Brief
Please return only the lines from the one holding "Target: dew-covered web strand" through the one holding "Task: identify the scattered", exactly as they appear in the records below, both ends included.

Task material
━━━━━━━━━━━━━━━━

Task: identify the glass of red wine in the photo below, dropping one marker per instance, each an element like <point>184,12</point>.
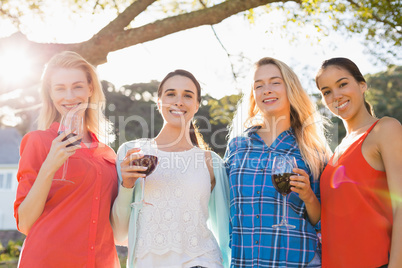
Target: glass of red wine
<point>150,160</point>
<point>282,169</point>
<point>74,125</point>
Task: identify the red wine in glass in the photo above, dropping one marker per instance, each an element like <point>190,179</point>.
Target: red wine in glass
<point>74,125</point>
<point>149,161</point>
<point>282,169</point>
<point>281,182</point>
<point>77,142</point>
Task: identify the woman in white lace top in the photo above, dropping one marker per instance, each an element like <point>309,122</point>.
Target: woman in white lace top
<point>186,220</point>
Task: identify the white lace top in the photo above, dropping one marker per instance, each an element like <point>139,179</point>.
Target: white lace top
<point>173,231</point>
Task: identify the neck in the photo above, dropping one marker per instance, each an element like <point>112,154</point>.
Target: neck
<point>359,122</point>
<point>273,126</point>
<point>174,138</point>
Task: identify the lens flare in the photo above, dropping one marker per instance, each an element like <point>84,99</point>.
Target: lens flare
<point>339,177</point>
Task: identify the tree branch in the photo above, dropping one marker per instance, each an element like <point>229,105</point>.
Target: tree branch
<point>160,28</point>
<point>124,18</point>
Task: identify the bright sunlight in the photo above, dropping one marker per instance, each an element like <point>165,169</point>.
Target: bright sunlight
<point>15,65</point>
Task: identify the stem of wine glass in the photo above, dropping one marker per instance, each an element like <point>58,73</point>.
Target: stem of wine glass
<point>284,221</point>
<point>143,189</point>
<point>65,166</point>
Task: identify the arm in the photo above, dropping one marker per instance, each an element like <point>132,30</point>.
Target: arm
<point>219,215</point>
<point>390,146</point>
<point>34,202</point>
<point>302,186</point>
<point>128,175</point>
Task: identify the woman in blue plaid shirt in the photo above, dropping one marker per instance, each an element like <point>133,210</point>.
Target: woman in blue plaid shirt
<point>280,120</point>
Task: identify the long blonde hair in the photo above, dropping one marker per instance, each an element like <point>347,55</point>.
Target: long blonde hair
<point>94,115</point>
<point>305,120</point>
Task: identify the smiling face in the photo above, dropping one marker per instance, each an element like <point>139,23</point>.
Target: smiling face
<point>269,91</point>
<point>178,101</point>
<point>341,93</point>
<point>69,90</point>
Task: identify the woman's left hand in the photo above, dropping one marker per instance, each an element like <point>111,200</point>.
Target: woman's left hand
<point>301,185</point>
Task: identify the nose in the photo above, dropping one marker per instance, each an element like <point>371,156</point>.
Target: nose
<point>337,95</point>
<point>179,101</point>
<point>69,94</point>
<point>266,90</point>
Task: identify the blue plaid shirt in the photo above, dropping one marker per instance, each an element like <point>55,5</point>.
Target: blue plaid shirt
<point>255,205</point>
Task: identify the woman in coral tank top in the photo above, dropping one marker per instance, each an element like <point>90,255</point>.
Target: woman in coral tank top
<point>361,187</point>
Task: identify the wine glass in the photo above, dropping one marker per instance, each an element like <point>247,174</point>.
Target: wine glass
<point>282,169</point>
<point>74,125</point>
<point>150,160</point>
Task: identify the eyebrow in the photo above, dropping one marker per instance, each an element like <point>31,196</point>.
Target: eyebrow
<point>337,81</point>
<point>271,78</point>
<point>77,82</point>
<point>186,90</point>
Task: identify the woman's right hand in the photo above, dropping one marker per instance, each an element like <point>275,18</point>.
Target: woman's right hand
<point>59,152</point>
<point>129,172</point>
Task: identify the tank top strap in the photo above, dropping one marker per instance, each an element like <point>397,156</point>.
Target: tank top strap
<point>369,130</point>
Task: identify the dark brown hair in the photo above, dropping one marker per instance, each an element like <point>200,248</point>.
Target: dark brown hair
<point>195,135</point>
<point>352,68</point>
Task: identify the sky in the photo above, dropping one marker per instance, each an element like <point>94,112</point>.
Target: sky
<point>198,50</point>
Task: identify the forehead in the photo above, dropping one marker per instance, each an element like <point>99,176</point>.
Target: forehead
<point>67,76</point>
<point>267,71</point>
<point>179,82</point>
<point>332,74</point>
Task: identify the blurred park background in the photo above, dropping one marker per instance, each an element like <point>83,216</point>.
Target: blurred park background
<point>135,43</point>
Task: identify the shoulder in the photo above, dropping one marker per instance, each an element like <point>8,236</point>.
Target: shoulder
<point>37,137</point>
<point>387,127</point>
<point>239,141</point>
<point>387,131</point>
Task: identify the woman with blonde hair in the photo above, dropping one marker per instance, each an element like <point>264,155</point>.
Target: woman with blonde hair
<point>66,222</point>
<point>280,120</point>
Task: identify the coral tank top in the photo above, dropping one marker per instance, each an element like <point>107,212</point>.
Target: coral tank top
<point>356,211</point>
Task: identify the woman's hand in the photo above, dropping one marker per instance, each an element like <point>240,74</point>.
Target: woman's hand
<point>129,172</point>
<point>301,185</point>
<point>59,152</point>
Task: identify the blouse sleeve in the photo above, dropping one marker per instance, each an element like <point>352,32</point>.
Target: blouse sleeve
<point>219,217</point>
<point>33,153</point>
<point>121,210</point>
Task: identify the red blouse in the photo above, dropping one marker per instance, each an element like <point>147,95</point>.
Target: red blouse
<point>74,229</point>
<point>356,212</point>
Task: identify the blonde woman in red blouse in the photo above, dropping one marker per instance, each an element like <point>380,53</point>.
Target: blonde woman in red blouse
<point>67,224</point>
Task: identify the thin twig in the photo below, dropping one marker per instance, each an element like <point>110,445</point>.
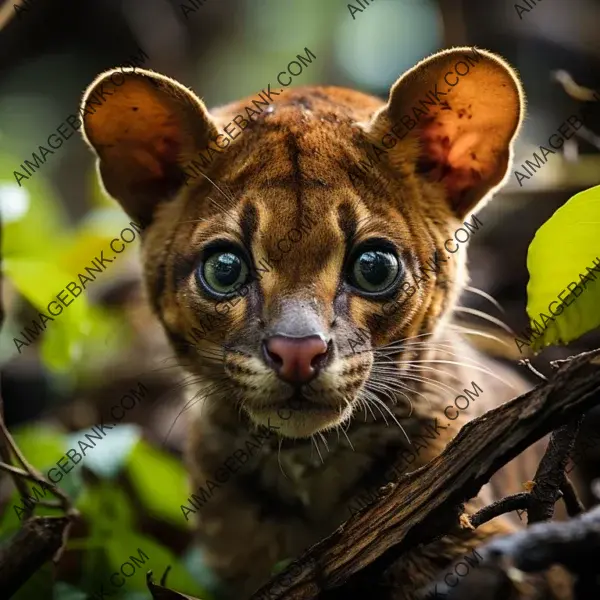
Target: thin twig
<point>571,498</point>
<point>551,472</point>
<point>518,501</point>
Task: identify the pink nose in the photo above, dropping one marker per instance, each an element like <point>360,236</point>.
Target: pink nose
<point>296,360</point>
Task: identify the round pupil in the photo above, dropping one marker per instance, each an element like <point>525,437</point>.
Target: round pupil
<point>375,266</point>
<point>226,269</point>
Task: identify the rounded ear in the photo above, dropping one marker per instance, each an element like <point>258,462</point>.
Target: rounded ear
<point>143,127</point>
<point>453,118</point>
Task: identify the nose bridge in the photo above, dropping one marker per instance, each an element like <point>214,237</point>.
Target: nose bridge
<point>297,318</point>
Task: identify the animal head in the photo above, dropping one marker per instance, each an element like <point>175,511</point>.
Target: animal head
<point>271,251</point>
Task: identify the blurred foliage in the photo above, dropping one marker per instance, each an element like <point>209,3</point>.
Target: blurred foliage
<point>42,254</point>
<point>111,515</point>
<point>563,249</point>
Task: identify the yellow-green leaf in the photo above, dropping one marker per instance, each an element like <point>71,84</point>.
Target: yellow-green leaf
<point>148,466</point>
<point>563,294</point>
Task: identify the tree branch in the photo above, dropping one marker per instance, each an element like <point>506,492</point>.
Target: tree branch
<point>34,544</point>
<point>434,493</point>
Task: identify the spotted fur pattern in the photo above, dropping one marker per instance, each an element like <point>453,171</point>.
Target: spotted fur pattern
<point>296,167</point>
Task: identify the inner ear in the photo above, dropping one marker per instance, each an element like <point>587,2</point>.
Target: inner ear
<point>453,117</point>
<point>143,127</point>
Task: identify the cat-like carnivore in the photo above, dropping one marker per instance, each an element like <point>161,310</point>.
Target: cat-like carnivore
<point>266,330</point>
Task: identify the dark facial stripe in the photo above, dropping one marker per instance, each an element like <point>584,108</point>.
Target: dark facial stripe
<point>296,178</point>
<point>249,224</point>
<point>348,222</point>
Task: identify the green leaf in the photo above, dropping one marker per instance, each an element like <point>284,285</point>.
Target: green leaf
<point>109,456</point>
<point>110,516</point>
<point>41,445</point>
<point>562,253</point>
<point>147,466</point>
<point>39,585</point>
<point>34,221</point>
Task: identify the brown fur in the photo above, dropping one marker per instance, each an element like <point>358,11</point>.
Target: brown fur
<point>299,160</point>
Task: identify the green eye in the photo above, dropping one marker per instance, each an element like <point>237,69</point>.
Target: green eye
<point>375,270</point>
<point>224,272</point>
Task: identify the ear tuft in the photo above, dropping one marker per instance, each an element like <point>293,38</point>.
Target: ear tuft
<point>456,113</point>
<point>143,126</point>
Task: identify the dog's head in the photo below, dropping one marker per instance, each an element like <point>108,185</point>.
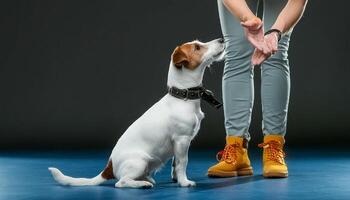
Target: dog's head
<point>189,61</point>
<point>196,54</point>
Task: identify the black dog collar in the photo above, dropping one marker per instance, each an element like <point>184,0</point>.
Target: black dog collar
<point>195,93</point>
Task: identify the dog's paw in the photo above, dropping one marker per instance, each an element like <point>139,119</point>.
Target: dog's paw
<point>187,183</point>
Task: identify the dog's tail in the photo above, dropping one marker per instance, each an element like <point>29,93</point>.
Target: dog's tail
<point>106,174</point>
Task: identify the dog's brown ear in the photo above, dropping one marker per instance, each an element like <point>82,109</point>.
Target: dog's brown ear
<point>179,58</point>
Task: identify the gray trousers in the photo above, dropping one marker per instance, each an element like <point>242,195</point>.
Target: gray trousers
<point>237,82</point>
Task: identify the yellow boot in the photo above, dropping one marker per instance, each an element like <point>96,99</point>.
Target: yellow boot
<point>273,157</point>
<point>234,160</point>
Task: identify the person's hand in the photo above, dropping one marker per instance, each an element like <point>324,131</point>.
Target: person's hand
<point>254,31</point>
<point>271,41</point>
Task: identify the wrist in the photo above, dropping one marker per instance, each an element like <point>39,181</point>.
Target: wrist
<point>275,32</point>
<point>278,26</point>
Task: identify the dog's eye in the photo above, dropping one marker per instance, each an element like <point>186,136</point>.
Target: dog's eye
<point>197,47</point>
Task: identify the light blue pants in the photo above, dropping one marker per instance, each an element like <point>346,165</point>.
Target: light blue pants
<point>238,85</point>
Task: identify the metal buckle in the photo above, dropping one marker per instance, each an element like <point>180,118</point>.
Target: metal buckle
<point>186,97</point>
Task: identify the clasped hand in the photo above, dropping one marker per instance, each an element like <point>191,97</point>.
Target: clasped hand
<point>265,46</point>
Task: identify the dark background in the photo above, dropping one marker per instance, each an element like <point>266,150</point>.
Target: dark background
<point>76,74</point>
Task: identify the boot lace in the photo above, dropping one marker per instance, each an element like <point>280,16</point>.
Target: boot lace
<point>229,154</point>
<point>274,151</point>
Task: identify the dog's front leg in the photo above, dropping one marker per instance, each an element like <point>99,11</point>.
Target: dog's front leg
<point>181,146</point>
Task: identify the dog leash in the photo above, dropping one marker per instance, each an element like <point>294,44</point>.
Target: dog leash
<point>198,92</point>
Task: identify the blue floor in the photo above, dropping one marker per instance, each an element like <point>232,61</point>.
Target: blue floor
<point>314,174</point>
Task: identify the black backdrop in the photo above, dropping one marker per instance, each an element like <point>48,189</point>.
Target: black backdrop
<point>76,74</point>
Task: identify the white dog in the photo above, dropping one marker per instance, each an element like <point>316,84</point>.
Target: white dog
<point>166,129</point>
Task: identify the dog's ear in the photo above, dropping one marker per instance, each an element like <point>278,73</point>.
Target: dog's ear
<point>179,58</point>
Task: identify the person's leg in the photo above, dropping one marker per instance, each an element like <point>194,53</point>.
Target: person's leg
<point>275,77</point>
<point>237,81</point>
<point>275,89</point>
<point>238,95</point>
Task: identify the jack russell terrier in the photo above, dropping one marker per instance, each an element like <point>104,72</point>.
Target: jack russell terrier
<point>166,129</point>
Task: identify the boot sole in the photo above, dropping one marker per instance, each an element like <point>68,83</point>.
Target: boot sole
<point>222,174</point>
<point>275,175</point>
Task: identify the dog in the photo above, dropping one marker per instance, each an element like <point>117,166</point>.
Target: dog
<point>165,130</point>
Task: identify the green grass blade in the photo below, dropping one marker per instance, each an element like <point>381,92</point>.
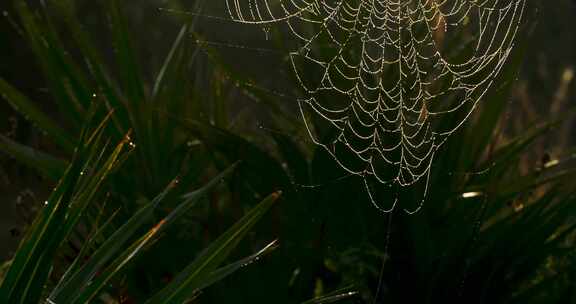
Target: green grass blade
<point>183,285</point>
<point>77,286</point>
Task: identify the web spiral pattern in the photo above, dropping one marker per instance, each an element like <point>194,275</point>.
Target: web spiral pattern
<point>392,78</point>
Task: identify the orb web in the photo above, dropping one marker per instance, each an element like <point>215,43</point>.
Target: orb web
<point>386,82</point>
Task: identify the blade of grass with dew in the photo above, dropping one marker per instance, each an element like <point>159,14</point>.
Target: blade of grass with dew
<point>185,283</point>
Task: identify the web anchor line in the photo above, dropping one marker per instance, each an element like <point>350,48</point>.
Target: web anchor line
<point>386,77</point>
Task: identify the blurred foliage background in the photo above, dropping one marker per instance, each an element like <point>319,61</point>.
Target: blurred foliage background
<point>193,109</point>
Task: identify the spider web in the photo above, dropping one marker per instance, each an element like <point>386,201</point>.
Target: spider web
<point>386,82</point>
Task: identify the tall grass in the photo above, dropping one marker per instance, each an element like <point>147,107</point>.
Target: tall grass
<point>490,231</point>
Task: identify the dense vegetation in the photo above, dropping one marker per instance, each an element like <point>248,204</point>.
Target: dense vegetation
<point>162,194</point>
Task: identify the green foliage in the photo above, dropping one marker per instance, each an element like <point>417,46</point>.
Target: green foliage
<point>491,230</point>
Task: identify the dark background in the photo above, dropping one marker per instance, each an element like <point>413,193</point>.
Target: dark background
<point>545,87</point>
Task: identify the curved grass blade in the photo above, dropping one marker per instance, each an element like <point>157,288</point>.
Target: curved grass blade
<point>186,283</point>
<point>81,285</point>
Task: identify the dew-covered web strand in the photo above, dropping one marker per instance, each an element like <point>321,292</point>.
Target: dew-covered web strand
<point>385,258</point>
<point>388,83</point>
<point>384,36</point>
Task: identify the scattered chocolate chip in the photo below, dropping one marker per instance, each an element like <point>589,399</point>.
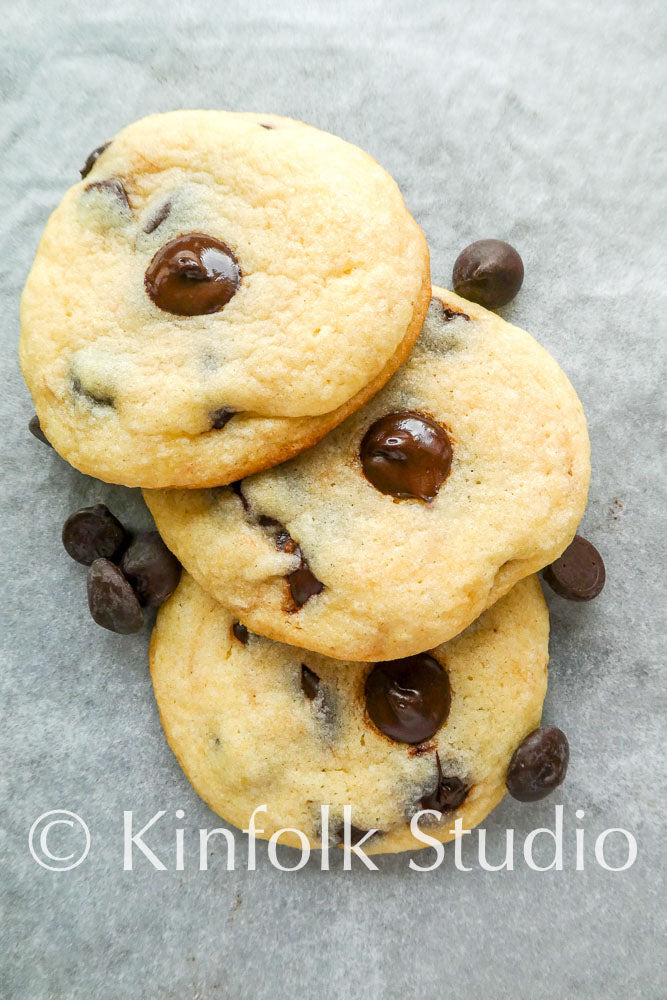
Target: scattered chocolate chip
<point>449,793</point>
<point>193,275</point>
<point>310,682</point>
<point>538,765</point>
<point>240,632</point>
<point>151,569</point>
<point>303,584</point>
<point>93,158</point>
<point>93,533</point>
<point>221,417</point>
<point>489,272</point>
<point>112,602</point>
<point>406,455</point>
<point>579,574</point>
<point>35,429</point>
<point>408,699</point>
<point>237,487</point>
<point>114,187</point>
<point>158,218</point>
<point>96,399</point>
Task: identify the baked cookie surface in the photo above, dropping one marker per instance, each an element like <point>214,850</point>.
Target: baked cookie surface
<point>217,292</point>
<point>481,436</point>
<point>254,722</point>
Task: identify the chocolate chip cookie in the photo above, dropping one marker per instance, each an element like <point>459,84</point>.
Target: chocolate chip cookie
<point>256,722</point>
<point>216,293</point>
<point>467,472</point>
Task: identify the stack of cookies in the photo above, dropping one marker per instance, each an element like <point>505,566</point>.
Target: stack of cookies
<point>360,474</point>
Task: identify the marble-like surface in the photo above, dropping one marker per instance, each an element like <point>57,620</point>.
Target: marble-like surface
<point>539,123</point>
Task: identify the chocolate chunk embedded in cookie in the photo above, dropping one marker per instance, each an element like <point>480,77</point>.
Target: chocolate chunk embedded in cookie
<point>258,723</point>
<point>207,267</point>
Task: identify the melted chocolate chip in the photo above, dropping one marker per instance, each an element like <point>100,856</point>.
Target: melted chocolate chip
<point>579,574</point>
<point>97,399</point>
<point>93,533</point>
<point>489,272</point>
<point>538,765</point>
<point>151,569</point>
<point>408,699</point>
<point>406,455</point>
<point>221,417</point>
<point>35,429</point>
<point>310,682</point>
<point>193,275</point>
<point>449,793</point>
<point>240,632</point>
<point>159,217</point>
<point>114,187</point>
<point>112,602</point>
<point>93,158</point>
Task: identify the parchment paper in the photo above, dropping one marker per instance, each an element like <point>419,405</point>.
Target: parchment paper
<point>536,122</point>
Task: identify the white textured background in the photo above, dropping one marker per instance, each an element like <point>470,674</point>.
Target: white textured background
<point>536,122</point>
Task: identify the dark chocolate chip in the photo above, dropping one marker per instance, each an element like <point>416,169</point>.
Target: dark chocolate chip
<point>35,429</point>
<point>579,574</point>
<point>489,272</point>
<point>240,632</point>
<point>112,602</point>
<point>302,581</point>
<point>158,217</point>
<point>303,584</point>
<point>221,417</point>
<point>193,275</point>
<point>538,765</point>
<point>448,794</point>
<point>356,834</point>
<point>151,568</point>
<point>310,682</point>
<point>113,186</point>
<point>408,699</point>
<point>93,533</point>
<point>237,487</point>
<point>406,455</point>
<point>445,314</point>
<point>95,398</point>
<point>93,158</point>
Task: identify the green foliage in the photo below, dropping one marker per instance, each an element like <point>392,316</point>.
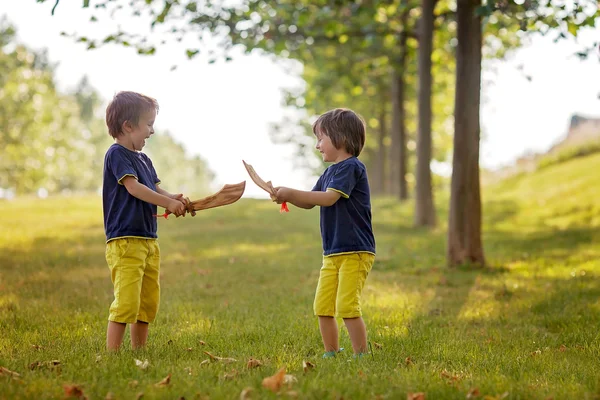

━━━━━━━━━━━━━━━━

Exercise solution
Target: dew-covered web strand
<point>385,258</point>
<point>388,83</point>
<point>384,36</point>
Task: identify the scattered chocolate chip in the photo below, dropping one marker per instance, each an element like <point>589,399</point>.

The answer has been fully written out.